--- Begin ---

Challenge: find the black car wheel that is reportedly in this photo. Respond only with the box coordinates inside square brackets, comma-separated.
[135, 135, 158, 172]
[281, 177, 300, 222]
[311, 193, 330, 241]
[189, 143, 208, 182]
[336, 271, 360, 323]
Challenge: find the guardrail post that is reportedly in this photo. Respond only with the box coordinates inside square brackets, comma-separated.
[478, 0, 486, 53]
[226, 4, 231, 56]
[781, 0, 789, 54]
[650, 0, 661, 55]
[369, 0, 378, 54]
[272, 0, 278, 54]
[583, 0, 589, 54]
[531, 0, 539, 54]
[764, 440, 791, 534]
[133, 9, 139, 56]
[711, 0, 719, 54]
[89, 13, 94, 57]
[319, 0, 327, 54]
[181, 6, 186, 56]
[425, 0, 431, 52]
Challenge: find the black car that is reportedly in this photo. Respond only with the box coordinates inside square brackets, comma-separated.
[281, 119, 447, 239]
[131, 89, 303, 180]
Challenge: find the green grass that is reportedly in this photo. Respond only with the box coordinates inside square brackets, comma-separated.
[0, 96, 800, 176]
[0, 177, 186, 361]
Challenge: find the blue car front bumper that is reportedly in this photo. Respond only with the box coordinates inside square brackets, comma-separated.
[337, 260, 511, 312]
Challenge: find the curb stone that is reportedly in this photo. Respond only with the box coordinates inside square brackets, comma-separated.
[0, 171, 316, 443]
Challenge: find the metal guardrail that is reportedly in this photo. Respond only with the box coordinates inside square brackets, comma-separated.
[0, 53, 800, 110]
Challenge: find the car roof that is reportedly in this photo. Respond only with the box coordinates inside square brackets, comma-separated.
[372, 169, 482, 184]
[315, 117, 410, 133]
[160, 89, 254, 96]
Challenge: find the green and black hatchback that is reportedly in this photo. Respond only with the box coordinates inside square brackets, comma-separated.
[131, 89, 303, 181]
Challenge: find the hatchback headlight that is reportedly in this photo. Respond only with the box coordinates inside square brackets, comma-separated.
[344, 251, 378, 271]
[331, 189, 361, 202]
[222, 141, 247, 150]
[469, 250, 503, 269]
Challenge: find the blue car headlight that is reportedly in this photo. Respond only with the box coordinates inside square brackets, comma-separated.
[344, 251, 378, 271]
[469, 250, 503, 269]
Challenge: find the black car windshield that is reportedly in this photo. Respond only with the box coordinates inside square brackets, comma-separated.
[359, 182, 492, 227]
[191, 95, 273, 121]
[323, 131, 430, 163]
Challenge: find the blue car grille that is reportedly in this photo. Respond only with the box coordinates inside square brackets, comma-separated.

--- End ---

■ Task to complete ■
Can you render the listing above as a JSON list of strings, one string per line, with blank lines left out?

■ Full answer ■
[
  "Challenge: find the black car wheel that is reportedly in this photo. Respond only with the box coordinates inside square brackets, comma-separated.",
  "[135, 135, 158, 172]",
  "[281, 177, 300, 222]",
  "[311, 193, 330, 241]",
  "[189, 143, 208, 182]",
  "[336, 271, 360, 323]",
  "Challenge: find the guardrail post that is reportedly in this photo. Respond only with the box coordinates inside square brackets, comma-separated.",
  "[478, 0, 486, 53]",
  "[226, 4, 231, 56]",
  "[781, 0, 789, 54]",
  "[650, 0, 661, 55]",
  "[369, 0, 378, 54]",
  "[272, 0, 278, 54]",
  "[583, 0, 589, 54]",
  "[531, 0, 539, 54]",
  "[764, 440, 791, 534]",
  "[133, 9, 139, 56]",
  "[711, 0, 719, 54]",
  "[89, 13, 94, 57]",
  "[319, 0, 327, 54]",
  "[181, 6, 186, 56]",
  "[425, 0, 431, 52]",
  "Challenge: find the black car that is reportedly in this photo. Respond only with the box coordinates inside square brackets, comma-separated.",
  "[281, 119, 447, 239]",
  "[131, 89, 303, 180]",
  "Challenge: find the green grass that is reportedly in this photo. Respond only with the box coordinates inside square brackets, comma-separated.",
  "[0, 96, 800, 176]",
  "[0, 177, 186, 361]",
  "Challenge: find the blue car front bumper that is reportedly in this photo. Respond only with the box coordinates inside square brackets, comma-separated.",
  "[337, 260, 511, 312]",
  "Challenge: find the curb stone that is reportedly in this photo. Respond only with the box coordinates inside square brackets, comma-separated.",
  "[0, 171, 316, 443]",
  "Challenge: find the metal guardrail that is reportedly in this photo. Respond only with the box coordinates inside square brackets, comma-separated.",
  "[0, 53, 800, 110]",
  "Challenge: find the car roof that is reportedly in this photo. Respond only with the box coordinates inside square brackets, comma-separated.",
  "[372, 169, 482, 184]",
  "[315, 117, 410, 133]",
  "[160, 89, 254, 96]",
  "Challenge: find the green and black hatchback that is reportedly in this photo. Respond only with the box coordinates inside square brackets, comma-separated.",
  "[131, 89, 303, 181]",
  "Challenge: find the hatchback headlight that is reportedly in this photo. Respond only with the box coordinates inside square brackets, comma-separated.",
  "[344, 251, 378, 271]",
  "[331, 189, 361, 202]",
  "[222, 141, 247, 150]",
  "[469, 250, 503, 269]",
  "Challenge: find the blue car headlight that is reportedly in this photo. Respond only with the box coordinates inside square brackets, comma-separated.",
  "[344, 251, 378, 271]",
  "[469, 250, 503, 269]",
  "Challenge: find the black car windshield that is reportedly in this photo. Respond only with the box coordinates inside square brackets, comma-separated.",
  "[359, 182, 492, 227]",
  "[191, 95, 273, 121]",
  "[323, 131, 430, 163]",
  "Challenge: find the blue car grille that is reportedly in this photo. Respond only with the box coordinates inside square brackets, comma-separated."
]